**Given request**
Rewrite the material below from the line holding "Reviewer note: every instance of the carved religious" through its last line, inclusive, keeping the notes as they are. Shift every point coordinate up by 75.

(Point labeling dataset excerpts)
"""

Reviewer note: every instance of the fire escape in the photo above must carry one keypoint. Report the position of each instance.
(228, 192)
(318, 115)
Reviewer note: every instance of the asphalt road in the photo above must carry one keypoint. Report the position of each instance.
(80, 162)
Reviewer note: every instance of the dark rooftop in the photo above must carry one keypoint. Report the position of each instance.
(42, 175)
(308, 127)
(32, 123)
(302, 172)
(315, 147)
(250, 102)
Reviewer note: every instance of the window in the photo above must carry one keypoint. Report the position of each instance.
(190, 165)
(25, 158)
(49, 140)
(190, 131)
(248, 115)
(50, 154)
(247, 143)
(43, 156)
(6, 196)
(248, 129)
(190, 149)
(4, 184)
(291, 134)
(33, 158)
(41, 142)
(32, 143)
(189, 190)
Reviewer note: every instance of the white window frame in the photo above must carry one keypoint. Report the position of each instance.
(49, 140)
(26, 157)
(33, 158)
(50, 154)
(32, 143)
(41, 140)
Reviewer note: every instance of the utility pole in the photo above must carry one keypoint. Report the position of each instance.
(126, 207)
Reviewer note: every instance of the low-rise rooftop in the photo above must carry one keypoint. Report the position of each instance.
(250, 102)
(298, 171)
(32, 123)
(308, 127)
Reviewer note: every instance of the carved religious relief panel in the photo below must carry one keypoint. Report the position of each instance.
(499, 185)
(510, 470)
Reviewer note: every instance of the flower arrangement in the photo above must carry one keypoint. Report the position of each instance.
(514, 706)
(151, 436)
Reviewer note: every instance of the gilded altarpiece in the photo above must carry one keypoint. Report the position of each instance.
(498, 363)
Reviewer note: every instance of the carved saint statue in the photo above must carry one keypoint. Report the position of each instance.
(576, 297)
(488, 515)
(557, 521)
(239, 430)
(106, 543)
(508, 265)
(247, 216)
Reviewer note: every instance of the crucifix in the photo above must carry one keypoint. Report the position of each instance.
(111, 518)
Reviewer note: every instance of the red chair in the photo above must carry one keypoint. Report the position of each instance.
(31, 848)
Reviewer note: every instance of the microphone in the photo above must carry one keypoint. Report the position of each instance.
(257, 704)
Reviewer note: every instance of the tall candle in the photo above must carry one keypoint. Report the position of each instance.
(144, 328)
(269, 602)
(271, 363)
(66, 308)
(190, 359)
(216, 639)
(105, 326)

"""

**Full answer**
Reviewer note: every instance of the carved religious relief panel in the photo below must carry one keypoint. Report the position of each instance.
(574, 260)
(585, 545)
Reviewer note: every instance of the flower arrangement in the photo above must carry one keypoint. Report the position of each instance.
(589, 781)
(226, 511)
Reviewer note: every instance of the gilded altarpiece in the photo above must carry one keypoint. Report the position of each instance.
(573, 438)
Reviewer note: every instance of the carved saint statue in the photo above must carry one keypoint. Report the position of each instance.
(651, 372)
(563, 590)
(632, 596)
(314, 505)
(181, 618)
(583, 340)
(322, 291)
Reviewer note: every instance of the crucifix in the photo above must carry one keypoint. Report the position of each instance.
(186, 593)
Reviewer note: every instance of the red chair in the photo above must carry one keypoint. Report the position of each instance.
(106, 923)
Reviewer note: every instance of the microphone in the photo above must carry one keypoint. Report the position of each instance.
(332, 779)
Reviewer note: every instance of the tall candle in the photo above must carry one keypoint. Report the position of each instance.
(219, 403)
(344, 677)
(346, 438)
(141, 383)
(265, 434)
(291, 714)
(180, 401)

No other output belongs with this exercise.